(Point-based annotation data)
▼▼▼
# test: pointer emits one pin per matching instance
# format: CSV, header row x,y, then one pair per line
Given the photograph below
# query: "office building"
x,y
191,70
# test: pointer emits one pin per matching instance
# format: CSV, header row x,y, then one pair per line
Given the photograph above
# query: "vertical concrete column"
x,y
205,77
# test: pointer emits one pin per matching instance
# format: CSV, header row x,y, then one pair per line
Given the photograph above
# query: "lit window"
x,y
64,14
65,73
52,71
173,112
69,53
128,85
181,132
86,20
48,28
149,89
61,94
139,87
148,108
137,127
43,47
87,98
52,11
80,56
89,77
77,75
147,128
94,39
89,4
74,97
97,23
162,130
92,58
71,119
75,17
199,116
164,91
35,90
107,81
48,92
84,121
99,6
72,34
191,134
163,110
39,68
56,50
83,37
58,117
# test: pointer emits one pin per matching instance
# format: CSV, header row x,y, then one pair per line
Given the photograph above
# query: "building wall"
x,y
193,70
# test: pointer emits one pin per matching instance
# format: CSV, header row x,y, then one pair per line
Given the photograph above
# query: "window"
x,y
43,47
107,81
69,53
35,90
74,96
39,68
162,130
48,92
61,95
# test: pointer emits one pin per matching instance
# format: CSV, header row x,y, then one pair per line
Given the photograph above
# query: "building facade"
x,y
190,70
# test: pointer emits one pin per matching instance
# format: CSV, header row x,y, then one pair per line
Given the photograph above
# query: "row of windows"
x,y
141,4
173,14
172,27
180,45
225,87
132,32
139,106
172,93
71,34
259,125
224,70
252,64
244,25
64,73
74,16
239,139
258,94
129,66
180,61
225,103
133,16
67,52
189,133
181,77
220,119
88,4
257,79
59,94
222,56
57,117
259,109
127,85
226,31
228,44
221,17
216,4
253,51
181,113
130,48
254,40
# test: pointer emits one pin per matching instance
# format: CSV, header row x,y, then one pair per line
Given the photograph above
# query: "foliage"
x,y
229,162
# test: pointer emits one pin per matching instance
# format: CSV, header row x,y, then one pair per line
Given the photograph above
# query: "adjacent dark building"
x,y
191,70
▲▲▲
→ **Stated task**
Pick out each line in the data above that contains the word "building", and copy those lines in full.

→ **Task solution**
# query: "office building"
# query: "building wall"
# query: "building facade"
# query: "adjacent dark building"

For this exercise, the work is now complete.